* **Data for this exercise**:
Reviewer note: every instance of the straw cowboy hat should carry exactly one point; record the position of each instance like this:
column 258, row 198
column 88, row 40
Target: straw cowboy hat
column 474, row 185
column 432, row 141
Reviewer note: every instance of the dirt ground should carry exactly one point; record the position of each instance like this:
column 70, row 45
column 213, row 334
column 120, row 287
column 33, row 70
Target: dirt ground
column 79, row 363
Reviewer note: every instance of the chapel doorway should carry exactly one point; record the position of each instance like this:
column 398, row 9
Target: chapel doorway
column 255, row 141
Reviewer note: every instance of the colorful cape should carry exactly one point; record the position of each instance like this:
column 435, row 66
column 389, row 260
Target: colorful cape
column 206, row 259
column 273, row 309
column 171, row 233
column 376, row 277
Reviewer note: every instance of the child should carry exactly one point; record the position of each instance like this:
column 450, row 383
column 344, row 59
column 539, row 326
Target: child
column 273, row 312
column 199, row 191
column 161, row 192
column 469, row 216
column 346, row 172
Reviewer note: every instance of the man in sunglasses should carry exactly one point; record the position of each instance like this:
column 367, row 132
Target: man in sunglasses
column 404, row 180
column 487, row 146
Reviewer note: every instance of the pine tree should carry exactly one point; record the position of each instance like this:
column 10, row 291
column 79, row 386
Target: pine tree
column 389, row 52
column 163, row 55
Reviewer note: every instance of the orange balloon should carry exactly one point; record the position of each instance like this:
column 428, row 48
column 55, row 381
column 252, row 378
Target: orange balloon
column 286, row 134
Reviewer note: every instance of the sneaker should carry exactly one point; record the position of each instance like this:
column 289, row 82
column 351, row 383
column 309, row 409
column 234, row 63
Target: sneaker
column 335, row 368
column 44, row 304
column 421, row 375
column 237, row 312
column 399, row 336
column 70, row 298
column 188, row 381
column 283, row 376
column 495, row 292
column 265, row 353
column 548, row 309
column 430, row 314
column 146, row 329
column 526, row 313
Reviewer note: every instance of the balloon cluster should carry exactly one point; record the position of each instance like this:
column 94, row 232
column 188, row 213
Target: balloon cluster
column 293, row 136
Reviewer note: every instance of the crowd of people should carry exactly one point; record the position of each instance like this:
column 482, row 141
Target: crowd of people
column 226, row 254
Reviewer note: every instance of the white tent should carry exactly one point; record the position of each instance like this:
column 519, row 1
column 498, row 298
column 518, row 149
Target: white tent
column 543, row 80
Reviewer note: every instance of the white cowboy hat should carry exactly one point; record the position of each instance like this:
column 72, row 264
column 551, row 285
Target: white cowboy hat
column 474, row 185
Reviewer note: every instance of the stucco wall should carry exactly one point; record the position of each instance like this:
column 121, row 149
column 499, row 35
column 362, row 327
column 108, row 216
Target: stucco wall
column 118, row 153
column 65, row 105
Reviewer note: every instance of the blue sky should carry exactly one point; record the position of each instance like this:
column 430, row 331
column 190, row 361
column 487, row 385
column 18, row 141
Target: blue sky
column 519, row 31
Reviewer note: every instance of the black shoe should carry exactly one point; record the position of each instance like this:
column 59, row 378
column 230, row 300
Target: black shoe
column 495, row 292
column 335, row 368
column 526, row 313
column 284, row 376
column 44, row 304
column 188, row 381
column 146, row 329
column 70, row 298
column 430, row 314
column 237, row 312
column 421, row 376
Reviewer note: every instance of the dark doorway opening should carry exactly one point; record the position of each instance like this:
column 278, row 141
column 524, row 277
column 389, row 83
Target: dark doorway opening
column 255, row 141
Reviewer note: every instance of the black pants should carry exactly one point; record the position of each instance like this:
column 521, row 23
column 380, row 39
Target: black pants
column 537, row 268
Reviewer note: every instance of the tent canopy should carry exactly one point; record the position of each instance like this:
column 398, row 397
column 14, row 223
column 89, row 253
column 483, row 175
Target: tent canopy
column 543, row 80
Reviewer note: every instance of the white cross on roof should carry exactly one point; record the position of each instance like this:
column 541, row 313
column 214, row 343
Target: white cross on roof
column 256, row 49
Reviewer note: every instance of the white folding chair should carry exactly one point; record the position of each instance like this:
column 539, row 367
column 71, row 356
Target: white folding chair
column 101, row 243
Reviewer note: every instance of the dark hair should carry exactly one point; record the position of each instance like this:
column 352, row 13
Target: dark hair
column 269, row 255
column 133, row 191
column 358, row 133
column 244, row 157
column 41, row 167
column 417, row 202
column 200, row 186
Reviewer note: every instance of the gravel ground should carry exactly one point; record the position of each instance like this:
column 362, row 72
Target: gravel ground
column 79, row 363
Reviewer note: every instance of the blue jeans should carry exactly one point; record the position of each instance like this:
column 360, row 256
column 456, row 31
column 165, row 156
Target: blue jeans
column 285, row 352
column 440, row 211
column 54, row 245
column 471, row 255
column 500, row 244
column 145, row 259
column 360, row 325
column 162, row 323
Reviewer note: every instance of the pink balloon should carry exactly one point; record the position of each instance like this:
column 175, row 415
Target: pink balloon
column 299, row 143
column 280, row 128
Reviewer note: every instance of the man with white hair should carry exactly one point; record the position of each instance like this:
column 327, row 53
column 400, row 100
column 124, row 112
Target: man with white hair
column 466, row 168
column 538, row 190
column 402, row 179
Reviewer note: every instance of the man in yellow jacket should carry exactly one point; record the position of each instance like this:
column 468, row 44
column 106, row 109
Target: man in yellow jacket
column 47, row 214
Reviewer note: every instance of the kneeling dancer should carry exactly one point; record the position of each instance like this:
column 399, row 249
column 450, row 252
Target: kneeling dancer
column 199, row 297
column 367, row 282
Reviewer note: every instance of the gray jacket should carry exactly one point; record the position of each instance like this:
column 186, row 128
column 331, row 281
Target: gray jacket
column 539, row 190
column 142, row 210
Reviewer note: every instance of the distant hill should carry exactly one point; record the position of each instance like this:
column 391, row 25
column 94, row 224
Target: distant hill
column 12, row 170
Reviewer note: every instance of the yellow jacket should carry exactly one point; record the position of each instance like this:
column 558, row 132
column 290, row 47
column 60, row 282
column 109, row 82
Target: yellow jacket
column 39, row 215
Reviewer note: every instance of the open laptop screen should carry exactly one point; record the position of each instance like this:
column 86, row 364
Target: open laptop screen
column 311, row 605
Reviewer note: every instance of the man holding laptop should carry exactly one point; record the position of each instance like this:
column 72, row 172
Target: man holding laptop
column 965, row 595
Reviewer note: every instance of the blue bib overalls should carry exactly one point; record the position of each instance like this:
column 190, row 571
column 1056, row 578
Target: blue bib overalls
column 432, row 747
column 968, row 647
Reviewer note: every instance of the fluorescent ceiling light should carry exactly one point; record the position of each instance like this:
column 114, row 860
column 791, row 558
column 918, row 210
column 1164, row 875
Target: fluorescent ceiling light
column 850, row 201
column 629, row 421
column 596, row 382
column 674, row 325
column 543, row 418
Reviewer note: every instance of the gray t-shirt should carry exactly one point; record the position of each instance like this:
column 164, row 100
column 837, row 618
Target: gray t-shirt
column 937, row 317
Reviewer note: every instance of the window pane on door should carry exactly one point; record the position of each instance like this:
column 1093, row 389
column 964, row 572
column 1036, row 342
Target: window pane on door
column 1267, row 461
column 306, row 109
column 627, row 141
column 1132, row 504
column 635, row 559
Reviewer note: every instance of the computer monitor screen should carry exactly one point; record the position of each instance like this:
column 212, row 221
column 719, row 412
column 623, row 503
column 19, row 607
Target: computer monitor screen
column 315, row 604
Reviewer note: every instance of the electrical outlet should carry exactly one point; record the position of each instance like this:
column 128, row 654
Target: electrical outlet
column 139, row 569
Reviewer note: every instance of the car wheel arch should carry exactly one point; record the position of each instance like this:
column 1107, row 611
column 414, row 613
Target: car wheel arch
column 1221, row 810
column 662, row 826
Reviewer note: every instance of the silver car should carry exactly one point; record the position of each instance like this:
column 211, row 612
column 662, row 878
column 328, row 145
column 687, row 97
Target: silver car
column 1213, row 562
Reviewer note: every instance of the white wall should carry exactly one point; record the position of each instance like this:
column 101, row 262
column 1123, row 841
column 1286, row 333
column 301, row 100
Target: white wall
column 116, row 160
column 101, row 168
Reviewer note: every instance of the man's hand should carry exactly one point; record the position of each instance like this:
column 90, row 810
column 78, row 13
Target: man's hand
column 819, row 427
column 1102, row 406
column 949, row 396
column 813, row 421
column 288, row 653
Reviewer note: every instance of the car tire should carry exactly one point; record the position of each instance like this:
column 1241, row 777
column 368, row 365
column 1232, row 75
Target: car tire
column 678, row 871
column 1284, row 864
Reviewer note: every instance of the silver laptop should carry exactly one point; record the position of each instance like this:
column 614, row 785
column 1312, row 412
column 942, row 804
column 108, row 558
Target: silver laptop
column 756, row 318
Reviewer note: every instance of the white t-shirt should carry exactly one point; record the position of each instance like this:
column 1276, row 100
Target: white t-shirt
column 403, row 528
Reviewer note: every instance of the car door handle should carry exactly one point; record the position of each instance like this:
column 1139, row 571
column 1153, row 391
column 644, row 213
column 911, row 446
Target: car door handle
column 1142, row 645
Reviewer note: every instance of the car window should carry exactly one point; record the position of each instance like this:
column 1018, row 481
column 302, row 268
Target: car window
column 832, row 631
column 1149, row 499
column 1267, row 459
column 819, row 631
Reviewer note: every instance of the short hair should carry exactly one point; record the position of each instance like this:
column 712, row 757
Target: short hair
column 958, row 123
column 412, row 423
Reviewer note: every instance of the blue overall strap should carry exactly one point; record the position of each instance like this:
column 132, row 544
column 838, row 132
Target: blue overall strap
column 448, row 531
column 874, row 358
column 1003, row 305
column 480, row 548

* **What the task requires**:
Begin at the line above that has "column 541, row 313" and stop after the line that has "Reviewer note: every instance of the gravel", copying each line exactly and adding nothing else.

* **Written answer**:
column 541, row 313
column 214, row 343
Target: white cross on roof
column 256, row 49
Reviewer note: every instance of the white folding chair should carry exactly one point; record the position of each instance like this:
column 539, row 367
column 71, row 356
Target: white folding chair
column 101, row 243
Reviewer note: every instance of the dark hair should carry exactly one point; record the position of each instance like this:
column 352, row 13
Target: dark hair
column 269, row 255
column 133, row 191
column 358, row 133
column 244, row 157
column 41, row 167
column 417, row 202
column 200, row 186
Reviewer note: every instance of the gravel ground should carry exactly one point; record the position of each instance like this:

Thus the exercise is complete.